All the data should be repeated exactly. Any image in it is left out.

↓

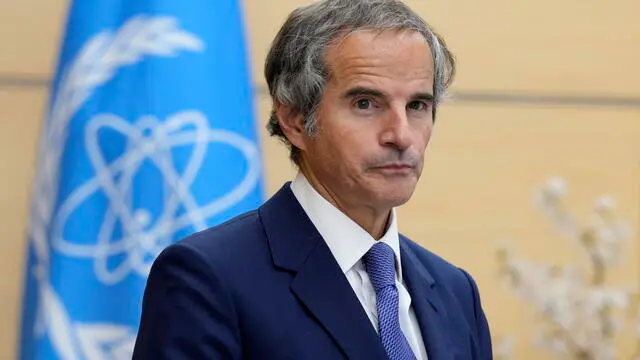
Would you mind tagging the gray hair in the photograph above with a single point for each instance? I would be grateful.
(295, 68)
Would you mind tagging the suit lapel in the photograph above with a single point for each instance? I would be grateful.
(319, 283)
(428, 306)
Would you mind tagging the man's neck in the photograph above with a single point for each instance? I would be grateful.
(374, 221)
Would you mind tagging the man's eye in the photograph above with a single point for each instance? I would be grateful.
(364, 104)
(418, 105)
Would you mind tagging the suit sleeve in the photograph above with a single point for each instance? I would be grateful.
(187, 313)
(483, 334)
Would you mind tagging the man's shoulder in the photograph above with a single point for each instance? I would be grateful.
(443, 271)
(227, 242)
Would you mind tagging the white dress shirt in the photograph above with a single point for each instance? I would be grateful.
(348, 243)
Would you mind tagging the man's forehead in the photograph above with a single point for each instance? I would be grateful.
(393, 53)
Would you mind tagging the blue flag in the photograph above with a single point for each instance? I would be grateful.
(150, 136)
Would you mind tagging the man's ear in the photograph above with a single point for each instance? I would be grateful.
(292, 125)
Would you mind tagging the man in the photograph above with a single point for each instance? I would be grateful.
(319, 271)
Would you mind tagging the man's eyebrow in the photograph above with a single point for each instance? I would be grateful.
(426, 96)
(364, 91)
(361, 90)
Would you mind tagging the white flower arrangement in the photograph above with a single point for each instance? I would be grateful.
(579, 313)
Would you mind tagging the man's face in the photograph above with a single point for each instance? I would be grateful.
(374, 119)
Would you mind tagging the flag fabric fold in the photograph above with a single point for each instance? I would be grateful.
(150, 135)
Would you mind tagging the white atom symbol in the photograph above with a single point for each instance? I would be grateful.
(148, 139)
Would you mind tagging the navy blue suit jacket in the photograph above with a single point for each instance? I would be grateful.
(266, 286)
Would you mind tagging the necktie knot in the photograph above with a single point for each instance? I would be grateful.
(380, 264)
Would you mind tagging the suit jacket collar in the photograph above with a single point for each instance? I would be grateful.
(318, 283)
(321, 287)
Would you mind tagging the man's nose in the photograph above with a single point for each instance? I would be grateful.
(396, 131)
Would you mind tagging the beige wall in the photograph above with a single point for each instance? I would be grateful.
(484, 159)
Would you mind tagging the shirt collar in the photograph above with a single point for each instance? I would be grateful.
(347, 240)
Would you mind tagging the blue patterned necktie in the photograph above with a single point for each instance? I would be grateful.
(380, 264)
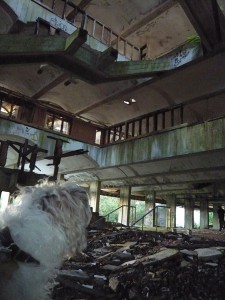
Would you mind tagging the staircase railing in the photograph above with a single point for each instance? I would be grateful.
(106, 217)
(154, 219)
(68, 11)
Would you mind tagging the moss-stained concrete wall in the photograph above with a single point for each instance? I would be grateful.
(182, 141)
(207, 136)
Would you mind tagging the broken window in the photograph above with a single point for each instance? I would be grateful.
(58, 123)
(9, 109)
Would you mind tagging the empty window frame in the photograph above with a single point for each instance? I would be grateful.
(58, 123)
(9, 109)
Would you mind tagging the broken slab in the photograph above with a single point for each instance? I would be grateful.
(157, 257)
(207, 254)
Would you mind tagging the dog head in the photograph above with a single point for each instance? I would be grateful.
(65, 205)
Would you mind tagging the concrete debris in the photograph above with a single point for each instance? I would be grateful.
(132, 264)
(208, 254)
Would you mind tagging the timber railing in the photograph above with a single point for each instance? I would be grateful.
(154, 213)
(68, 11)
(120, 217)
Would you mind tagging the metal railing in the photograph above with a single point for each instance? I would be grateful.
(154, 211)
(68, 11)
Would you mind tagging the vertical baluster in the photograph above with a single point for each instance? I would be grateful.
(83, 21)
(163, 120)
(181, 114)
(102, 33)
(53, 5)
(110, 37)
(75, 12)
(172, 117)
(64, 9)
(93, 28)
(125, 47)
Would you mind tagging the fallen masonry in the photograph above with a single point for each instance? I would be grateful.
(132, 264)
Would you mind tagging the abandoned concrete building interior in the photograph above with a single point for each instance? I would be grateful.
(126, 99)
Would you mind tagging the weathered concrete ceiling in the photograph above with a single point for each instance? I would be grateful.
(163, 25)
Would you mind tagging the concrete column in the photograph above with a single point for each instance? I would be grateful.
(94, 192)
(189, 213)
(204, 214)
(171, 202)
(124, 212)
(216, 224)
(149, 205)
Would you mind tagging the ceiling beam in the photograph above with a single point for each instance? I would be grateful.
(208, 21)
(153, 13)
(50, 86)
(83, 4)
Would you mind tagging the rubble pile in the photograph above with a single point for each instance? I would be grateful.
(133, 264)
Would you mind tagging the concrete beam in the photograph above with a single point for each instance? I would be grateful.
(41, 45)
(106, 58)
(207, 19)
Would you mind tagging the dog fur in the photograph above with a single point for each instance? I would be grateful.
(49, 222)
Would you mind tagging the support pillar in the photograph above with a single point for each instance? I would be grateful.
(94, 192)
(189, 213)
(124, 213)
(204, 214)
(171, 202)
(149, 205)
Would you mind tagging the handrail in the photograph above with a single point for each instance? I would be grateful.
(107, 215)
(95, 28)
(150, 211)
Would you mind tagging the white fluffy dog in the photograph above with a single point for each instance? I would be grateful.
(47, 224)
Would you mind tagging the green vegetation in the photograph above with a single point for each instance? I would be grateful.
(108, 204)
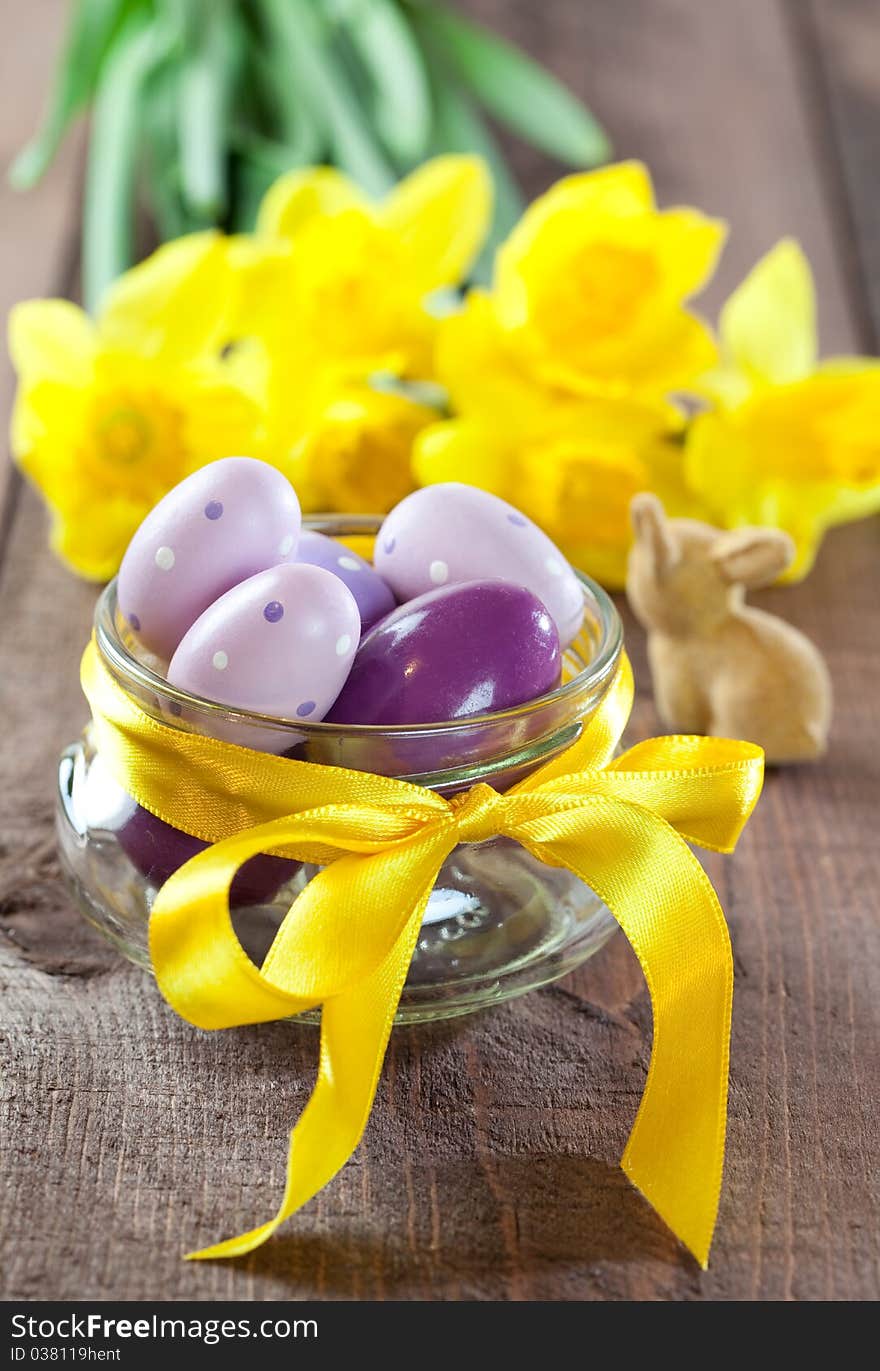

↑

> **ANSWER SECTION**
Would you mind tagging the gray hair in the photograph above with a single point for each instance? I would be grateful.
(295, 68)
Would you mind tagging the suit lapel in the photograph above with a single point for each instance? I would be grateful.
(319, 283)
(428, 306)
Would you mind tagging the man's neck in the photograph above with a single point for each instance? I would be grateful.
(374, 221)
Would you mind tagging the man's eye in the photograph above with a single point for each instance? I would be grateful.
(364, 104)
(418, 105)
Would you mind tagging the suit sleeve in the photograph above with a single point for each instance? I would be grateful.
(187, 313)
(483, 334)
Would you mind tagging the man's shoulder in the photograph above with a single point for each instance? I would be grateful.
(443, 271)
(227, 242)
Would you mind tagging the white dress shirt in the photograph above with a single point for each instance? I would be grateful.
(348, 243)
Would you mind tagging the man's forehead in the photograph above with a single point for each instance? I would be grateful.
(393, 53)
Would you mind tagging the blue flag in the photograph above with a single point for each instance? I would be grateful.
(150, 136)
Would you mind tagging the man's ear in the photograph above with a single point for each instance? I would be grateful.
(292, 125)
Would you mind tagging the man in the photograph above with a single point for each instance? I would be grateful.
(319, 271)
Would you mind tagging the man's eyebrow in the photograph above with a single point for each instance? I would be grateful.
(426, 96)
(364, 91)
(361, 90)
Would you mind tagging the white flower arrangement in the photograph above with a single point for each instance? I would be grateful.
(579, 313)
Would you mind tagging the man's face in the photograph above with a single point for each instance? I would be grateful.
(374, 119)
Would you mind tagging the flag fabric fold in the photograph above with a single point for each instance? I would be grateful.
(150, 135)
Would you mind tagging the white atom symbol in the photograph above with a single point for each instance? I would be grateful.
(148, 139)
Would you mind tagging the navy blue suit jacket in the photograph above with a single point for each instance? I would be grateful.
(266, 286)
Would you mind tagging the necktie knot in the photograph above with a single point for each instance? I would be grateful.
(380, 264)
Would you mind tagging the suit jacket collar in the photograph above with a single point for each instance? I would be grateful.
(318, 283)
(321, 287)
Would you mind tagging the man's nose in the photograph above with a single point for each instance? I would be grateful.
(396, 131)
Would you mind tagging the beige wall in the photograph above with a single point for each instance? I would be grateful.
(484, 159)
Would you mind tagging the shirt collar in the photograph above with a single point for each instance? I would be grateful.
(347, 240)
Would you mind tagging the blue patterned necktie in the photograph above with a single point for each instance? I would be grateful.
(380, 264)
Would you mind tagging the staircase railing in the photograph above with a single point for each instance? I would be grateful.
(106, 217)
(154, 219)
(68, 11)
Would you mind tagging the moss-stained concrete wall in the photograph above with a single point for each instance? I would be grateful.
(182, 141)
(207, 136)
Would you mind tagging the broken window in the photograph above with a single point for each instance? I would be grateful.
(58, 123)
(9, 109)
Would you mind tagging the empty window frame in the photograph above with a single point for each instance? I would be grateful.
(58, 123)
(9, 109)
Would you mind tagging the broken slab in the photograph above with a single point for each instance? I would be grateful.
(157, 257)
(207, 254)
Would you mind tagging the dog head in the photograph above with a single point for each instance? I would be grateful.
(65, 205)
Would you mind tagging the concrete debris in the photograph above with a single point for each instance? I would be grateful.
(132, 264)
(208, 254)
Would you mind tagging the timber railing in the photograph above with a single point for each instance? I would be grateful.
(154, 213)
(68, 11)
(120, 217)
Would you mind tagging the metal railing in the photograph above with a single point for each instance? I would be grateful.
(154, 211)
(68, 11)
Would you mind tagging the vertical baluster in the photograph above with a single point for each instance? I would be grateful.
(83, 21)
(163, 120)
(181, 114)
(102, 33)
(53, 5)
(110, 37)
(75, 12)
(172, 117)
(64, 9)
(93, 28)
(125, 47)
Would you mind tagging the fallen masonry in the photograph above with a single point for each instance? I would be grateful.
(132, 264)
Would you mind tagging the abandoned concrete building interior in the photograph above with a single point for each instance? I would be grateful.
(126, 99)
Would you mind tagging the weathered concrete ceiling in the photograph above with a single point for each instance? I would be grateful.
(163, 25)
Would you mind tagging the concrete column in the photograph above with a single point for each instance? I would be grateful.
(94, 192)
(189, 213)
(204, 214)
(171, 202)
(124, 212)
(216, 224)
(149, 205)
Would you mind tagging the ceiling beam in the photograph above with a single point for each instance? I would be grateful.
(208, 21)
(153, 13)
(50, 86)
(83, 4)
Would you mind tagging the rubble pile in the photograph above with a single point for each instance? I would be grateful.
(133, 264)
Would you mind tagging the concrete beam in the photograph above with a single point for each instance? I would be grateful.
(41, 45)
(106, 58)
(207, 19)
Would you mind tagging the dog fur in the photograph above with a single point for each instance? I would be grateful.
(49, 222)
Would you mind tagging the support pillar in the photograph above with a single point for each instance? I would be grateful.
(94, 192)
(189, 213)
(124, 213)
(204, 214)
(171, 202)
(149, 205)
Would you mind tagging the handrail in the photograph above with a single point for each instance? I would be grateful.
(107, 215)
(95, 28)
(150, 211)
Would you mind tagging the white fluffy dog in the photograph above with a single point for each instance? I would be grateful.
(47, 224)
Would you mind tagging the green vegetation in the photograph above with a single point for each instance? I would be grateful.
(108, 204)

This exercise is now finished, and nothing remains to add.